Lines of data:
>> START
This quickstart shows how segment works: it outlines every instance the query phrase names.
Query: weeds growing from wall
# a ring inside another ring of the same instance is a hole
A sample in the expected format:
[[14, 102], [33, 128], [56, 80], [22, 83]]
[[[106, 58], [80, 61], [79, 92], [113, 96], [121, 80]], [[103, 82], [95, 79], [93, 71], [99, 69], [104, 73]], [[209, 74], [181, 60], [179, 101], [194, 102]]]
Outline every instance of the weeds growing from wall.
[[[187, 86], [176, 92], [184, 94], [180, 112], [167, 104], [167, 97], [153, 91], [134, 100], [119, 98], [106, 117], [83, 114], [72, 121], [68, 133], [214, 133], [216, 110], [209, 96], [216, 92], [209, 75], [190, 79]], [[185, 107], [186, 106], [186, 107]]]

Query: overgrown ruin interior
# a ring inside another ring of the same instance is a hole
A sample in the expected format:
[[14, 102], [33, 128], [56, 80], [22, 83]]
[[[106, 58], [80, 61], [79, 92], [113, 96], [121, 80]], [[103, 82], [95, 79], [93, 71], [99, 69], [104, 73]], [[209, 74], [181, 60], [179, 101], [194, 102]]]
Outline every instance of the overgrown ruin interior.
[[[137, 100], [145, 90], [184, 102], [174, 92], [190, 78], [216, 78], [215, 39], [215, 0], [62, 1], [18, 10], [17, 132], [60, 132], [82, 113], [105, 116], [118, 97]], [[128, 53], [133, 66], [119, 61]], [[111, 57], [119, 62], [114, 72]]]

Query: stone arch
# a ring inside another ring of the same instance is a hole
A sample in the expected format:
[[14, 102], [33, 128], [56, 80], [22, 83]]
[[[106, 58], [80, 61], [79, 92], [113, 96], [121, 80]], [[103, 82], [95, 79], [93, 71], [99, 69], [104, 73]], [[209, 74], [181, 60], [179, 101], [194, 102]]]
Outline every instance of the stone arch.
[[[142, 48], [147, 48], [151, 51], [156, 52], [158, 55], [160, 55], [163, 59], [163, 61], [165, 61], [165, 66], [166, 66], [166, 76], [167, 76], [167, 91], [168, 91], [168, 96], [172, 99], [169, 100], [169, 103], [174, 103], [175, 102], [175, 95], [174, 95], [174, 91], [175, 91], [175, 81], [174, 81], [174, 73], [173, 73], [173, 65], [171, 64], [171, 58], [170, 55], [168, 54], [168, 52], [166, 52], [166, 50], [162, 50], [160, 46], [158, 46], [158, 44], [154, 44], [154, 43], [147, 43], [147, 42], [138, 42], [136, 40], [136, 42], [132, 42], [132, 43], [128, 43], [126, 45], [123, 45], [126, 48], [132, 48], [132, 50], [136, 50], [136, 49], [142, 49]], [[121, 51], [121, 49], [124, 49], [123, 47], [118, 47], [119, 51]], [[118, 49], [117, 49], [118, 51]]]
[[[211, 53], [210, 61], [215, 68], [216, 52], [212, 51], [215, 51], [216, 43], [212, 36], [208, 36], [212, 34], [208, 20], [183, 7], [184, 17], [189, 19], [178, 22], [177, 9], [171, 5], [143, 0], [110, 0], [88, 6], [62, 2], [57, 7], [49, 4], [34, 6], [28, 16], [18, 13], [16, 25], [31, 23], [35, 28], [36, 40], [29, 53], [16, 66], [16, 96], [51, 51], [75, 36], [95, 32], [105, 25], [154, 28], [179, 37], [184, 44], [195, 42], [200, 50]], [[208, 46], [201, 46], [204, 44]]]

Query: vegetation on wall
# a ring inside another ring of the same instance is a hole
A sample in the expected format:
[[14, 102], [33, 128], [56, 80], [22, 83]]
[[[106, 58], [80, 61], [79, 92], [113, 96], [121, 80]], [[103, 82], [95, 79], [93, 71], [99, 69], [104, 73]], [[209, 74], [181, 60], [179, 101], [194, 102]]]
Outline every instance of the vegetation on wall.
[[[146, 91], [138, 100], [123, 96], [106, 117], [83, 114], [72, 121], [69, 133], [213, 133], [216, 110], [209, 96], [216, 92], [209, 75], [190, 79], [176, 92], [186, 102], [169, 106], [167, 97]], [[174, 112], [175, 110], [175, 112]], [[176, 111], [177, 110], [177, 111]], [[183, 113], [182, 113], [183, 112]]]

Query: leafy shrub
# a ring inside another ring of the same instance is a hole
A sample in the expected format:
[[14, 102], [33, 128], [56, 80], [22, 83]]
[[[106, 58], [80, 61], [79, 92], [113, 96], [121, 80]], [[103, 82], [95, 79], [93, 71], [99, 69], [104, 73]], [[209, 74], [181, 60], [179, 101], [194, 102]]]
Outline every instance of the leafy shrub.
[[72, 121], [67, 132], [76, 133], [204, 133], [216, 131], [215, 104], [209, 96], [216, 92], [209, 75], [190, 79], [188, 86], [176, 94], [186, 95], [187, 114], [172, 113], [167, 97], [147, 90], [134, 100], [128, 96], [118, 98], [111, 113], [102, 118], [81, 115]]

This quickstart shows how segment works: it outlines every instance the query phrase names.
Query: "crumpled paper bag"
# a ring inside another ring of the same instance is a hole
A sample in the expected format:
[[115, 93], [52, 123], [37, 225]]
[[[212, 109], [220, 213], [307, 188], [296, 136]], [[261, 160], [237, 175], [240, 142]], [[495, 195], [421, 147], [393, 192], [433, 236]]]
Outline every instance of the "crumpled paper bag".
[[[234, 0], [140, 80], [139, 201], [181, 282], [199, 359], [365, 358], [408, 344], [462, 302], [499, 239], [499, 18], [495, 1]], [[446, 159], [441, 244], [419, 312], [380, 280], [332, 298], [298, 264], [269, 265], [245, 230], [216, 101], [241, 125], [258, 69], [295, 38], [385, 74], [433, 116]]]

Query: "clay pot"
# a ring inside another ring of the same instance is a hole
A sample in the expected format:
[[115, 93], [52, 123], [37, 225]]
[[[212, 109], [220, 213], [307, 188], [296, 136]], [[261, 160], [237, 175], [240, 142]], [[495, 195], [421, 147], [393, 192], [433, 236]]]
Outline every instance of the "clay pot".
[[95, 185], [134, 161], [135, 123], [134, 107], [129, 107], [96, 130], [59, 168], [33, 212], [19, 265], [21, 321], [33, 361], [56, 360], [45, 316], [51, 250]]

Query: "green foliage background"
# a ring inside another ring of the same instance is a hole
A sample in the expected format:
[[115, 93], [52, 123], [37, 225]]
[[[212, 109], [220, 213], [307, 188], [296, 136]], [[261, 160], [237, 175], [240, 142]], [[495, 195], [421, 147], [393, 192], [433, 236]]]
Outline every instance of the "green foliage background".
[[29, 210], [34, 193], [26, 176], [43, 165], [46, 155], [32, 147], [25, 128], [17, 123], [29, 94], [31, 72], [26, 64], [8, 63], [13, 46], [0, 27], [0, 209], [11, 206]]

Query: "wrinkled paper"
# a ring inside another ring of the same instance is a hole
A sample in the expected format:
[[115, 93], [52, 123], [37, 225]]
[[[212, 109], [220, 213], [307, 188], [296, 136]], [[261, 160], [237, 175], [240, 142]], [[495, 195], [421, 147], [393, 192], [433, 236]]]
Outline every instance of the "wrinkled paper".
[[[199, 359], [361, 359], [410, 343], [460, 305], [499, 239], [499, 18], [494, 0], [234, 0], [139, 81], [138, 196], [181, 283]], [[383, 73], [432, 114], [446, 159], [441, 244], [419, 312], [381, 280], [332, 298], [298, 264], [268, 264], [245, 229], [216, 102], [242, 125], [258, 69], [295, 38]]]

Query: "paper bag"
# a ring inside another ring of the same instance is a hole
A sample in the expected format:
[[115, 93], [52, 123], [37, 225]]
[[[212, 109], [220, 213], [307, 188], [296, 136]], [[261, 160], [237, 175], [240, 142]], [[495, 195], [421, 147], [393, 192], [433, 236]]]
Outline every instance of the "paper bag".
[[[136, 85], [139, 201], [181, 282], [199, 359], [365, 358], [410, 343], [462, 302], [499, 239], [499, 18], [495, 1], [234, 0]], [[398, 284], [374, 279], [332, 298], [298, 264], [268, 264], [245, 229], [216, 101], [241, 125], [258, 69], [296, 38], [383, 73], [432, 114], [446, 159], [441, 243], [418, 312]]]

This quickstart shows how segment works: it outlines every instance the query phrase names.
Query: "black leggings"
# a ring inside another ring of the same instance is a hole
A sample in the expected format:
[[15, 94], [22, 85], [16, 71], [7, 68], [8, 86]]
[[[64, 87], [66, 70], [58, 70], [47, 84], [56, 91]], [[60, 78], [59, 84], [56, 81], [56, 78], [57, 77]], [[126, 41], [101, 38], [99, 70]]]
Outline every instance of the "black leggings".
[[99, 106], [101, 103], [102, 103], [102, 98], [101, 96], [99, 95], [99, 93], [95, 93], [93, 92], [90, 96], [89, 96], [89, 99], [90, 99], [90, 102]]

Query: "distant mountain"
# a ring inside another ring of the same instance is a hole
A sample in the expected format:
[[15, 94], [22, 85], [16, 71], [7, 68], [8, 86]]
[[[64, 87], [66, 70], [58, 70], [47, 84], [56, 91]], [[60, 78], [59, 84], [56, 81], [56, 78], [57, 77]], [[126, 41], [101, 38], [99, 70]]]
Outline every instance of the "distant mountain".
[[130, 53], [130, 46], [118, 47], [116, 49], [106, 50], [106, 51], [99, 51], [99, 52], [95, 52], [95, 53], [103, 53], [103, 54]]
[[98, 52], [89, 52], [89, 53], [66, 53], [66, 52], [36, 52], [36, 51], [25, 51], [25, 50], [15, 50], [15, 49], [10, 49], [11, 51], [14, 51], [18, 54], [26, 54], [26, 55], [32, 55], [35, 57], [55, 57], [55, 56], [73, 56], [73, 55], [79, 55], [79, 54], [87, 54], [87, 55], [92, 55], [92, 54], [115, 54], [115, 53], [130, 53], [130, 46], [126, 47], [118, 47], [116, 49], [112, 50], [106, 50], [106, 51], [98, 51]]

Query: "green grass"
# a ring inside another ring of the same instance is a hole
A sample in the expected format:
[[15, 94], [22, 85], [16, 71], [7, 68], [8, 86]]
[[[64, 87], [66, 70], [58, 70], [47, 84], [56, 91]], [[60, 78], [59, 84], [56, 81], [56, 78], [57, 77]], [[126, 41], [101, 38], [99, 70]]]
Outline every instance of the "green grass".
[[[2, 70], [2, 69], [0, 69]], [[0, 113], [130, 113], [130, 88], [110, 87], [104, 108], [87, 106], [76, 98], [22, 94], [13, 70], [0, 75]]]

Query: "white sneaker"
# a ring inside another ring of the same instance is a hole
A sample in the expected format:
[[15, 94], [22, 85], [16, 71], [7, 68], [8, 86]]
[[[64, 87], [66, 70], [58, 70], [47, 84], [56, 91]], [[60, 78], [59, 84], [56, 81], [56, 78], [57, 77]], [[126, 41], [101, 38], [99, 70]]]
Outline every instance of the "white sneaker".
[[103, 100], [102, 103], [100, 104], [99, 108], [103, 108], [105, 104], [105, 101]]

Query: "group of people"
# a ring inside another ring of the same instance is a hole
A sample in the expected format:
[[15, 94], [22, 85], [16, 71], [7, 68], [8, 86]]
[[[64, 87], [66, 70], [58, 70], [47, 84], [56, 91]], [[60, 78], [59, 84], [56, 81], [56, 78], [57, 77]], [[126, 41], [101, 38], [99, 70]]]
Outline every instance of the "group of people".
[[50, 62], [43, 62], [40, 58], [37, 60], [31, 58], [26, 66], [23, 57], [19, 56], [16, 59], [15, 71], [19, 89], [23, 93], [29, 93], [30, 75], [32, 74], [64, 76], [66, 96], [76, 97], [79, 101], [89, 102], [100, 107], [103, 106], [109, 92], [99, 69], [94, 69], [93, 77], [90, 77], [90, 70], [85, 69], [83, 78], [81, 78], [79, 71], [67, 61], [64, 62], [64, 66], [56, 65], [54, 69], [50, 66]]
>> END
Rewrite the stretch from the line containing "Query: stone arch" through the line containing "46], [204, 44]]]", changing "stone arch" to "brick arch" and keeping everything else the same.

Query: brick arch
# a ring inside another ring of the same instance is a hole
A sample in the expected format:
[[14, 102], [33, 128], [56, 80], [22, 83]]
[[[106, 58], [80, 61], [79, 92], [113, 96], [121, 80]], [[103, 82], [95, 79], [93, 71], [99, 69], [104, 73]], [[209, 74], [181, 60], [179, 101], [194, 102]]]
Outline every instance of the brick arch.
[[[142, 48], [147, 48], [151, 51], [156, 52], [158, 55], [160, 55], [163, 59], [163, 61], [165, 61], [165, 66], [166, 66], [166, 76], [167, 76], [167, 91], [168, 91], [168, 96], [172, 99], [169, 100], [169, 103], [174, 103], [175, 102], [175, 95], [174, 95], [174, 91], [175, 91], [175, 81], [174, 81], [174, 73], [173, 73], [173, 65], [171, 64], [171, 58], [170, 55], [168, 54], [168, 52], [166, 52], [166, 50], [162, 50], [160, 46], [158, 46], [158, 44], [154, 44], [154, 43], [147, 43], [147, 42], [138, 42], [136, 40], [136, 42], [132, 42], [132, 43], [128, 43], [126, 45], [123, 45], [126, 48], [132, 48], [132, 50], [136, 50], [136, 49], [142, 49]], [[121, 51], [121, 49], [124, 49], [123, 47], [118, 47], [119, 51]], [[118, 49], [117, 49], [118, 51]]]
[[[211, 53], [210, 61], [215, 68], [216, 52], [212, 51], [215, 51], [216, 43], [212, 36], [208, 36], [212, 34], [208, 20], [183, 7], [184, 17], [189, 19], [178, 22], [177, 9], [171, 5], [143, 0], [110, 0], [88, 6], [62, 2], [57, 7], [49, 4], [34, 6], [28, 16], [18, 13], [16, 25], [31, 23], [35, 28], [36, 40], [29, 53], [16, 66], [16, 96], [51, 51], [75, 36], [95, 32], [105, 25], [154, 28], [179, 37], [184, 44], [195, 42], [200, 50]], [[208, 46], [201, 46], [204, 44]]]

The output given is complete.